Short problem: Please identify every line in the records below that contains the word "water" and copy each of those lines in full.

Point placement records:
--- --- ---

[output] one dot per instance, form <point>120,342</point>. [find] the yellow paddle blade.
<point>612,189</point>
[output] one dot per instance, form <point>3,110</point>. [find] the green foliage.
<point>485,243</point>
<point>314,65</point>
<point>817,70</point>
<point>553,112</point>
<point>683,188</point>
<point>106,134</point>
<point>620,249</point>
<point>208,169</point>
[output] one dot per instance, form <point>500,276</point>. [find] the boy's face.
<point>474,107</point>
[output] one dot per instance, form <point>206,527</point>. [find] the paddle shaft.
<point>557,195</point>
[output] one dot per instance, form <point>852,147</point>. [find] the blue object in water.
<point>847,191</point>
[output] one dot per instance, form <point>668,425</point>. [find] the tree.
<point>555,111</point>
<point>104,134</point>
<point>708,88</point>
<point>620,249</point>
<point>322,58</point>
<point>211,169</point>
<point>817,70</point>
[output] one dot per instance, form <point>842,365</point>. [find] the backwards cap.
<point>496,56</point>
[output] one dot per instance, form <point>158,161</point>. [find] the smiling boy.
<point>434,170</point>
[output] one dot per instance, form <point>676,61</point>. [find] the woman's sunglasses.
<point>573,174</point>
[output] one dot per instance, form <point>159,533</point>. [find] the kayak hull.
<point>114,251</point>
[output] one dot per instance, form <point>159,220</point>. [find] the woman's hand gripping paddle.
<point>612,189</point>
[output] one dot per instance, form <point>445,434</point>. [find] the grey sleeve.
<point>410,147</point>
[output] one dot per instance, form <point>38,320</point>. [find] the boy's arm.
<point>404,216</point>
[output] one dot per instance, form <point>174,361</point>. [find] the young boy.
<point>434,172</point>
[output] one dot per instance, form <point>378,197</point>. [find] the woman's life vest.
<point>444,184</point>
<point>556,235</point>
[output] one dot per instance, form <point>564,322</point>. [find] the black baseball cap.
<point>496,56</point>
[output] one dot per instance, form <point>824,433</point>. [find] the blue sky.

--- --- ---

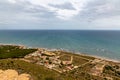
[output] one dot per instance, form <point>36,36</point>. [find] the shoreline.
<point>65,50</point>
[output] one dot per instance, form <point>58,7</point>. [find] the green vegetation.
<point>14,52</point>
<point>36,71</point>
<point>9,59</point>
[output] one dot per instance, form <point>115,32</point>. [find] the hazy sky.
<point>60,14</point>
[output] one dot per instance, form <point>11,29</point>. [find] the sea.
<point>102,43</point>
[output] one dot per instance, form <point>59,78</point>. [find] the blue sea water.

--- --- ---

The answer:
[output] one dot per instance, form <point>852,147</point>. [find] the blue object in water.
[output] one dot per instance, form <point>59,78</point>. [find] the blue sea water.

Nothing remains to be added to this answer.